── GIVEN PASSAGE ──
Quotes about Symptom
Most diseases are the result of medication which has been prescribed to relieve and take away a beneficent and warning symptom on the part of Nature.
- Elbert Hubbard
Idolatry and immorality went together, as they always did. Israel was supposed to be the One Bride of the One God, in an unbreakable marriage bond. Breaking human marriage bonds was a sign and symptom of the breaking of the divine covenant.
- NT Wright
In whatever disease sleep is laborious, it is a deadly symptom; but if sleep does good, it is not deadly.
- Hippocrates
... it is a welcome symptom in an age which is commonly denounced as materialistic, that it makes heroes of men whose goals lie wholly in the intellectual and moral sphere.
- Albert Einstein
As for the actual causation of neuroses, apart from constitutional elements, whether somatic or psychic in nature, such feedback mechanisms as anticipatory anxiety seem to be a major pathogenic factor. A given symptom is responded to by a phobia, the phobia triggers the symptom, and the symptom, in turn, reinforces the phobia.
───
ACTIONS TO TAKE:
**A)** Write out the part of the symptom quotes starting at "Quotes about Symptom" and ending at "part of Nature.", word for word.
**B)** Answer these questions from the symptom quotes:
(i) In the Hippocrates quote, what kind of symptom is laborious sleep?
(ii) In the NT Wright quote, what was Israel supposed to be?
(iii) In the Albert Einstein quote, whom does the age make heroes of?
The rows come from a separate source.
── GIVEN ENTRIES ──
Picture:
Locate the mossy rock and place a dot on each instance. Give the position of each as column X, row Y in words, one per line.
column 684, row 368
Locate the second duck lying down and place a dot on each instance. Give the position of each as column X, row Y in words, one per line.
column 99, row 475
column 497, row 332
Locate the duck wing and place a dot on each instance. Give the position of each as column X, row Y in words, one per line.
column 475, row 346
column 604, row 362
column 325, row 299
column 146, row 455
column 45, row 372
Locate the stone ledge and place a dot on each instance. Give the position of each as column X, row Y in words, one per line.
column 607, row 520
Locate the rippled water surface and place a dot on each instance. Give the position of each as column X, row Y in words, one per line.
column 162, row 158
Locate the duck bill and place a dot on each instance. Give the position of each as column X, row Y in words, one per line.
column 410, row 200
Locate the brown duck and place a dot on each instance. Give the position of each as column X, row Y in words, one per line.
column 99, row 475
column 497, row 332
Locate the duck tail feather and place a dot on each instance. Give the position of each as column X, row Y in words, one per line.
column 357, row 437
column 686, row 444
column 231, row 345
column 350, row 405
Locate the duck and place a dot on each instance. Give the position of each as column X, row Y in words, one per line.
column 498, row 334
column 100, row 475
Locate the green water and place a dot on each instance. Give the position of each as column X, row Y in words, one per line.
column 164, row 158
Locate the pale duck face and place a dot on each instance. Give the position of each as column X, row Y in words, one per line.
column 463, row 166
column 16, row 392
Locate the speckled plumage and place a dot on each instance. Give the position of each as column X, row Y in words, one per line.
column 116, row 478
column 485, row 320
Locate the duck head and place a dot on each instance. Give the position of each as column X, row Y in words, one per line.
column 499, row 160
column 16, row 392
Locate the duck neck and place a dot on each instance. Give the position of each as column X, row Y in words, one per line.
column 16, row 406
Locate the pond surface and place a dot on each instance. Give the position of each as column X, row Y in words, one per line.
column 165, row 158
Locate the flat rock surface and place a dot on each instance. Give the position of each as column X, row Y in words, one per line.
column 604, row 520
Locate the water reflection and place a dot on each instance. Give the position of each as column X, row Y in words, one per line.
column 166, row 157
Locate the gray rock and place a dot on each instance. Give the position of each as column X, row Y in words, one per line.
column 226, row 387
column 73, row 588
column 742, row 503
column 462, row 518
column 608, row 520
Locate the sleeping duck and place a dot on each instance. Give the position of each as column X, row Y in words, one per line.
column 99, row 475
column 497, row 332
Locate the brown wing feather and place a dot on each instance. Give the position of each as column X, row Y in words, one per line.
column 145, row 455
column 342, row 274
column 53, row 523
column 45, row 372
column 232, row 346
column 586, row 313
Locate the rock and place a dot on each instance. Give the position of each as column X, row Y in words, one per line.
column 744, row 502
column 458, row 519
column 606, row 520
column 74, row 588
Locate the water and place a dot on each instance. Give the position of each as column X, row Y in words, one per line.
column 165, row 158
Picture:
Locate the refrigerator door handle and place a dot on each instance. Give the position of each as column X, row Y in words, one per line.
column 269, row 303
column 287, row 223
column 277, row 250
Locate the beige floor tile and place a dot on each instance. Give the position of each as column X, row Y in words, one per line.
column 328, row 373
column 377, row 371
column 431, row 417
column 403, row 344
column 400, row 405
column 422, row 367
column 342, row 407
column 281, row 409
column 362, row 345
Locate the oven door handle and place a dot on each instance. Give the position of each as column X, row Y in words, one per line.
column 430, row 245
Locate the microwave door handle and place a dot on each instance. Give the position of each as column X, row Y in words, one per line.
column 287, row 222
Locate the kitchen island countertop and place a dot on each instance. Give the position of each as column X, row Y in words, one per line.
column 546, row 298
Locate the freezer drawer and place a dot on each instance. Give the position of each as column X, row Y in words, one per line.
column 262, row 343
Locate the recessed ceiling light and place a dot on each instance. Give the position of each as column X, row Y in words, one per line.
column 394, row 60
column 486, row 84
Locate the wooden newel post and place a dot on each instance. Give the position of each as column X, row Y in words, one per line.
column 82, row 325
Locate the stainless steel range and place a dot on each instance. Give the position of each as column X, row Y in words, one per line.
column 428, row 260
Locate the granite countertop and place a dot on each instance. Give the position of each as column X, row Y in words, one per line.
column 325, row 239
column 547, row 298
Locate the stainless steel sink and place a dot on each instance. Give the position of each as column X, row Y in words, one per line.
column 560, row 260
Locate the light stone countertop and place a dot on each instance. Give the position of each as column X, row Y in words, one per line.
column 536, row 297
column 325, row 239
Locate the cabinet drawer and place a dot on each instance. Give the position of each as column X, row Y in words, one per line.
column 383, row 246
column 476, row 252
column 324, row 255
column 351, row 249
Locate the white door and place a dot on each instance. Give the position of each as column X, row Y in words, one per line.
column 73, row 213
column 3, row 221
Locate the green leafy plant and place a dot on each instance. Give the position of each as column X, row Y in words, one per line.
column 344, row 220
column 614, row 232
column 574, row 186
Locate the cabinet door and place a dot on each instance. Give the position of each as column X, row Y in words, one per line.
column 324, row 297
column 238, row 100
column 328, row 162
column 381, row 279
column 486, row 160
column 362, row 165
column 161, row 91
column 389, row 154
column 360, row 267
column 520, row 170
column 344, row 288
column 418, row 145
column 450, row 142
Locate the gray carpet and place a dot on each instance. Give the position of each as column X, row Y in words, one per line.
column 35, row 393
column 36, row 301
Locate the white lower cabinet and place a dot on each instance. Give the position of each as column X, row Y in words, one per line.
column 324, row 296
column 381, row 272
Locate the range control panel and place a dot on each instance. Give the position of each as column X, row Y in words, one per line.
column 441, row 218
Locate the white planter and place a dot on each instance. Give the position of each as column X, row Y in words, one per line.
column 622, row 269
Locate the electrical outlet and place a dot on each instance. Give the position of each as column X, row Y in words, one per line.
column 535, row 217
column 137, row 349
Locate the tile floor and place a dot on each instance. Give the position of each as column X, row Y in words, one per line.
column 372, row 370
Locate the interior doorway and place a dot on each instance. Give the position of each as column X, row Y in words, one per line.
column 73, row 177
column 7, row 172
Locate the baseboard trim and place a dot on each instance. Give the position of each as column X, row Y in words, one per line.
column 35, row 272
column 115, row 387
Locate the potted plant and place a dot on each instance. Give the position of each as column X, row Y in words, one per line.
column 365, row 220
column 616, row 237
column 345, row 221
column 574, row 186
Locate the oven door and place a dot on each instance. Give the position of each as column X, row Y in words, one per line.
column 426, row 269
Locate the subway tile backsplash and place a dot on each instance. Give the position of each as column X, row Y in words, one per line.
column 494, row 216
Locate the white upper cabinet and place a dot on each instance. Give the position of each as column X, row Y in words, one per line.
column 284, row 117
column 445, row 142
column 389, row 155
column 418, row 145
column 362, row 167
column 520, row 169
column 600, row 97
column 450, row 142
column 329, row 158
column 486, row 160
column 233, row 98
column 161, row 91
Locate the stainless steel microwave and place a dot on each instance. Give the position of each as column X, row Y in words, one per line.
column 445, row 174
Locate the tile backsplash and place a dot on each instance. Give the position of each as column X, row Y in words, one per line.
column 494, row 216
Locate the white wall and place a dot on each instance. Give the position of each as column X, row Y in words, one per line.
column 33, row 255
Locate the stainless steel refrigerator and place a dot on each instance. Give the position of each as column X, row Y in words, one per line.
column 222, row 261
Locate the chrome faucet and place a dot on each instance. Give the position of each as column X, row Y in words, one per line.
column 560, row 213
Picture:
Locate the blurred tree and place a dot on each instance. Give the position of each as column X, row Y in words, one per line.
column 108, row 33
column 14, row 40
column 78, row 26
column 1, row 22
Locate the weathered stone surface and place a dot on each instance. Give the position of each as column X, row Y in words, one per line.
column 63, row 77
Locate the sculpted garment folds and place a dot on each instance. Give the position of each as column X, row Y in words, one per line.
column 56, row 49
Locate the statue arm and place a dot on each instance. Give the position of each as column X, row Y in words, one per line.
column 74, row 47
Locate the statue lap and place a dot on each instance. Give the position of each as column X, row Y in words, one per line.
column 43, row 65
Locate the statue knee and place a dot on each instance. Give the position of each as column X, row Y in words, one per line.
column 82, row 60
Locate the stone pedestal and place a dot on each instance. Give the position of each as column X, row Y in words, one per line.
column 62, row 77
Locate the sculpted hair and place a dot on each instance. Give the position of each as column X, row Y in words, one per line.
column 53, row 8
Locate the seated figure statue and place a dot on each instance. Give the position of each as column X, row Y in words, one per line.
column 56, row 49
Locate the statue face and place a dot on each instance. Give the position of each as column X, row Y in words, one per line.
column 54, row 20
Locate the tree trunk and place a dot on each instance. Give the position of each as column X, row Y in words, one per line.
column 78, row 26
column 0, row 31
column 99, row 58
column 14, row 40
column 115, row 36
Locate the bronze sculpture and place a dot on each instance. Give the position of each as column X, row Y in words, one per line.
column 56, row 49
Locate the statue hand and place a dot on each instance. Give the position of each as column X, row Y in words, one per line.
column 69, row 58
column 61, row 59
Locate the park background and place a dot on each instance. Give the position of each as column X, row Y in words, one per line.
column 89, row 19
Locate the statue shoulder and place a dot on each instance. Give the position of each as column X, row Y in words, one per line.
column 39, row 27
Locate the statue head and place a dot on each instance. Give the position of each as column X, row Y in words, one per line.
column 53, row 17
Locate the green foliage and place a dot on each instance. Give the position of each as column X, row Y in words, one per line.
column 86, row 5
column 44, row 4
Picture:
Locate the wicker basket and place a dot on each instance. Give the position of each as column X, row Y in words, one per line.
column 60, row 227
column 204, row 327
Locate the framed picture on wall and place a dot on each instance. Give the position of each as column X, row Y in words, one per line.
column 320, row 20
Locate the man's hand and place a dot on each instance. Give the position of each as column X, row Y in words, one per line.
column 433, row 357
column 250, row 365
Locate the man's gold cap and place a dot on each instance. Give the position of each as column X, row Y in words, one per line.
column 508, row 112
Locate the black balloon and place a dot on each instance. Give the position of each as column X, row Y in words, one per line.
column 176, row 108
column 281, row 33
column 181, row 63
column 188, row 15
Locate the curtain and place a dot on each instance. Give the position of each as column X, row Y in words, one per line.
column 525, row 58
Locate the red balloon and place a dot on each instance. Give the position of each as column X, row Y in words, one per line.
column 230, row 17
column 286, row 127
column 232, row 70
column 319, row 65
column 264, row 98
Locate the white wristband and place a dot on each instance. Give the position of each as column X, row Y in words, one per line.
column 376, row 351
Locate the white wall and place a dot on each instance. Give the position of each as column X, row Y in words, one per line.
───
PER-TASK ANSWERS:
**A)**
Quotes about Symptom
Most diseases are the result of medication which has been prescribed to relieve and take away a beneficent and warning symptom on the part of Nature.

**B)**
(i) A deadly symptom.
(ii) The One Bride of the One God, in an unbreakable marriage bond.
(iii) Men whose goals lie wholly in the intellectual and moral sphere.